An heißen Tagen kann es schnell sehr unangenehm werden, wenn die Klimaanlage in einem Zug nicht funktioniert oder komplett ausfällt. In solchen Fällen rät Karl-Peter Naumann vom Fahrgastverband Pro Bahn den Reisenden, sofort das Zugpersonal auf das Problem aufmerksam zu machen.

Kommunikation mit dem Zugpersonal

Viele Züge sind mit Sprechanlagen ausgestattet, über die man direkt den Triebfahrzeugführer kontaktieren kann. Dies ist besonders praktisch bei Regional- oder S-Bahnen, deren Wagen oft getrennt gekoppelt sind. So lässt sich das Problem schnell melden.

Laut Naumann ist es entscheidend, dass das Zugpersonal sofort reagiert. Häufig kann bereits durch eine Anpassung der Klimaanlageneinstellungen eine Verbesserung erreicht werden.

Datenblock.
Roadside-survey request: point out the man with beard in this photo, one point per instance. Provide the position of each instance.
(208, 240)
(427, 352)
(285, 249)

Kurzübung 1.
Beantworte anhand des Textes über Klimaanlagen in Zügen:
(a) Wen sollen Reisende laut Karl-Peter Naumann bei einer defekten Klimaanlage sofort auf das Problem aufmerksam machen?
(b) Bei welchen Zügen sind Sprechanlagen laut dem Text besonders praktisch?
(c) Wodurch lässt sich nach Naumann häufig schon eine Verbesserung erreichen?
Kurzübung 2. Setze den Text über ausgefallene Klimaanlagen in Zügen nach seinem letzten Satz fort.

Ergebnis 1.
(a) Das Zugpersonal.
(b) Bei Regional- oder S-Bahnen, deren Wagen oft getrennt gekoppelt sind.
(c) Durch eine Anpassung der Klimaanlageneinstellungen.

Ergebnis 2.
Ein aktueller Vorfall zeigt, wie dramatisch die Situation werden kann: Am Dienstag, den 01.07 mussten 48 Fahrgäste einer Nordwestbahn bei Elsfleth (Niedersachsen) mehr als zweieinhalb Stunden in einem Zug ausharren, der aufgrund eines technischen Defekts auf einer Eisenbahnbrücke stehen blieb.

Die Regionalbahn kam zum Stillstand, und durch den Defekt funktionierte die Klimaanlage nur noch eingeschränkt. Bei den sommerlichen Temperaturen wurde es für die Passagiere zunehmend unerträglich heiß. Einige von ihnen entschlossen sich schließlich, den Notruf zu wählen.

Daraufhin rückten sowohl Landes- als auch Bundespolizei an, begleitet von neun Rettungswagen und vier Notärzten, um die Fahrgäste zu evakuieren und medizinisch zu versorgen. 

Wann der Zug geräumt wird

Kommt es zu größeren technischen Störungen, wird in der Regel versucht, den Zug zum nächsten Bahnhof zu bringen, um dort die Fahrgäste aussteigen zu lassen. Bei Fernzügen wie ICE oder IC ist es oft nur notwendig, den betroffenen Wagen zu evakuieren, erklärt Naumann. Die Passagiere werden dann auf die klimatisierten Wagen verteilt.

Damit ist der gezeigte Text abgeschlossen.